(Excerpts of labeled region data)
● ● ● ● ●
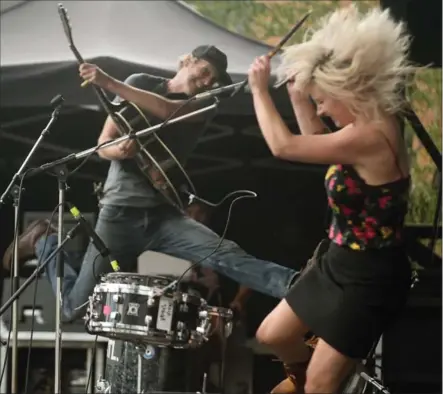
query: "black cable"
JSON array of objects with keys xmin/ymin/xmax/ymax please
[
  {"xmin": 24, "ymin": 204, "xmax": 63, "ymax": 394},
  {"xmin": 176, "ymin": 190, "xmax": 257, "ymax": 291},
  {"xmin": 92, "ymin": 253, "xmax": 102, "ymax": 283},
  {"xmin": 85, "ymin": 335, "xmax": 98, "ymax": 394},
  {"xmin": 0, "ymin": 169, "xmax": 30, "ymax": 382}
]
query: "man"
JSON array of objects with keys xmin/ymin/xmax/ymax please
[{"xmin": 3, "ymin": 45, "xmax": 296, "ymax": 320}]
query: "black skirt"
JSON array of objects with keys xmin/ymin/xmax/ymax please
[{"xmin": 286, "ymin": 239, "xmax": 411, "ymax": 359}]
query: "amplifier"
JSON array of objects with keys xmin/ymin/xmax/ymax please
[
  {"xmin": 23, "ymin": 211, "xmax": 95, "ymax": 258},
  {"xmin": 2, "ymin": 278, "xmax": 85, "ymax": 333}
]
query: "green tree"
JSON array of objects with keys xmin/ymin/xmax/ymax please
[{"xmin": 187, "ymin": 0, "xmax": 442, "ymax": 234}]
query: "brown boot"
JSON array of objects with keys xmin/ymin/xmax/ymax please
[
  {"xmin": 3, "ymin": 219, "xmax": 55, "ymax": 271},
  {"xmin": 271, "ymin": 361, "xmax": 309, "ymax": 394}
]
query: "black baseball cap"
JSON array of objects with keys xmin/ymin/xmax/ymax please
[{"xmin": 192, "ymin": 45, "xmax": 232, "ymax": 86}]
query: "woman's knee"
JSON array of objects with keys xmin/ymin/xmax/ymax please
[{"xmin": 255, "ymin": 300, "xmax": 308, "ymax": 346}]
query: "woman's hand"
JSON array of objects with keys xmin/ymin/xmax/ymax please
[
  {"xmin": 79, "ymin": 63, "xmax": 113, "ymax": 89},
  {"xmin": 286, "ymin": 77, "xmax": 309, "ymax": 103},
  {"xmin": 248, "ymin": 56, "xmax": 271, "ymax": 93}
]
● ● ● ● ●
### Required task
From the material above, extract every line that contains the string "query", keeping the lines in their original order.

### Correct result
query: "black cable"
query: "man"
query: "black skirt"
query: "amplifier"
query: "green tree"
query: "brown boot"
query: "black baseball cap"
query: "woman's knee"
query: "woman's hand"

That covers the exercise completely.